#### [EXERCISE TASK]
Report every line of the listing that contains the string "blurred", copying each line whole. Matching is case-sensitive.

#### [GIVEN DATA]
──────

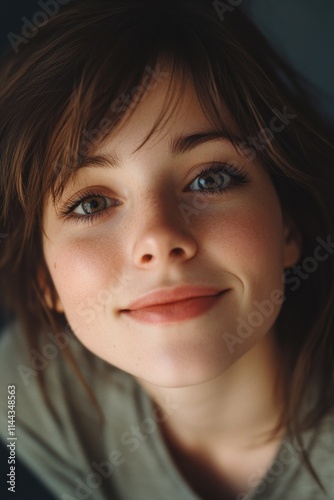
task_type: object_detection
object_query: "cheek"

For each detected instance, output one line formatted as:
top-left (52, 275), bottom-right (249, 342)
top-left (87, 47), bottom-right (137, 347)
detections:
top-left (202, 193), bottom-right (284, 295)
top-left (44, 238), bottom-right (121, 313)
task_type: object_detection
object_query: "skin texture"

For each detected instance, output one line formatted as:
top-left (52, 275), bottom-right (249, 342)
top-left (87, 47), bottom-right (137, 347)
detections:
top-left (44, 72), bottom-right (299, 498)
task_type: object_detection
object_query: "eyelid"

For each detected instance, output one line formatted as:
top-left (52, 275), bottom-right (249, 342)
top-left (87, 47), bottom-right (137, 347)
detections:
top-left (187, 161), bottom-right (251, 194)
top-left (59, 188), bottom-right (122, 219)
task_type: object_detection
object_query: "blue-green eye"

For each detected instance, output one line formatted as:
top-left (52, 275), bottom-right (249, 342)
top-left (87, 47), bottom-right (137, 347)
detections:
top-left (189, 164), bottom-right (249, 194)
top-left (73, 195), bottom-right (111, 215)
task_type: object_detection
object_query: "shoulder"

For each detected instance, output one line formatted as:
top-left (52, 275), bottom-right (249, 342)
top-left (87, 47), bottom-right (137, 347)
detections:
top-left (0, 323), bottom-right (135, 500)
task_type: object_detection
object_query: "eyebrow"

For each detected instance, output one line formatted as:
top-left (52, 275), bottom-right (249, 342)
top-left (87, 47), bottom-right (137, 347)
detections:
top-left (77, 130), bottom-right (242, 169)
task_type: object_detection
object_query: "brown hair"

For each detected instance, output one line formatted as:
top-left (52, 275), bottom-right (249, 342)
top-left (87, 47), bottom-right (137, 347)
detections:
top-left (0, 0), bottom-right (334, 488)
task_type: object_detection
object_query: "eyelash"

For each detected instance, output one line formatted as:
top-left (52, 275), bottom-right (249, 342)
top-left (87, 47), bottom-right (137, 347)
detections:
top-left (60, 163), bottom-right (250, 223)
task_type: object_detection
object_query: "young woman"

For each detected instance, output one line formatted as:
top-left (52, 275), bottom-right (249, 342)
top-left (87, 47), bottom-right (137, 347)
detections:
top-left (0, 0), bottom-right (334, 500)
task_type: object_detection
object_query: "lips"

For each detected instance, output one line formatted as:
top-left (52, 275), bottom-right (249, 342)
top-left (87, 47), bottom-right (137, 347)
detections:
top-left (121, 285), bottom-right (224, 324)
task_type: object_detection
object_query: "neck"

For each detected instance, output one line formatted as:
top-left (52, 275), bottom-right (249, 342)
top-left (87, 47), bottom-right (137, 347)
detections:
top-left (139, 333), bottom-right (283, 450)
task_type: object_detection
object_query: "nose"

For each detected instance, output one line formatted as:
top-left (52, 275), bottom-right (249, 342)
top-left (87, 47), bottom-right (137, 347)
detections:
top-left (133, 195), bottom-right (197, 268)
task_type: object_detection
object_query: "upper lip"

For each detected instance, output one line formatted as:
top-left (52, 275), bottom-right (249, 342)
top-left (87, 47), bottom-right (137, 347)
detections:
top-left (122, 285), bottom-right (223, 311)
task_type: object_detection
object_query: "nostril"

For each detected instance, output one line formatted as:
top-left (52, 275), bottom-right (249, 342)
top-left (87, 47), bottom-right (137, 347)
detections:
top-left (143, 254), bottom-right (152, 263)
top-left (172, 247), bottom-right (184, 255)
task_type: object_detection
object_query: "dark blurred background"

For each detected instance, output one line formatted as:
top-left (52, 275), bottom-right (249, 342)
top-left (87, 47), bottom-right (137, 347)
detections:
top-left (0, 0), bottom-right (334, 500)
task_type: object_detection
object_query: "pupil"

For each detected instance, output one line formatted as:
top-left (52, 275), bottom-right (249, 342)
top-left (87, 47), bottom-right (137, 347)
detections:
top-left (83, 198), bottom-right (105, 214)
top-left (200, 174), bottom-right (224, 189)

──────

#### [WRITTEN ANSWER]
object_query: "dark blurred background"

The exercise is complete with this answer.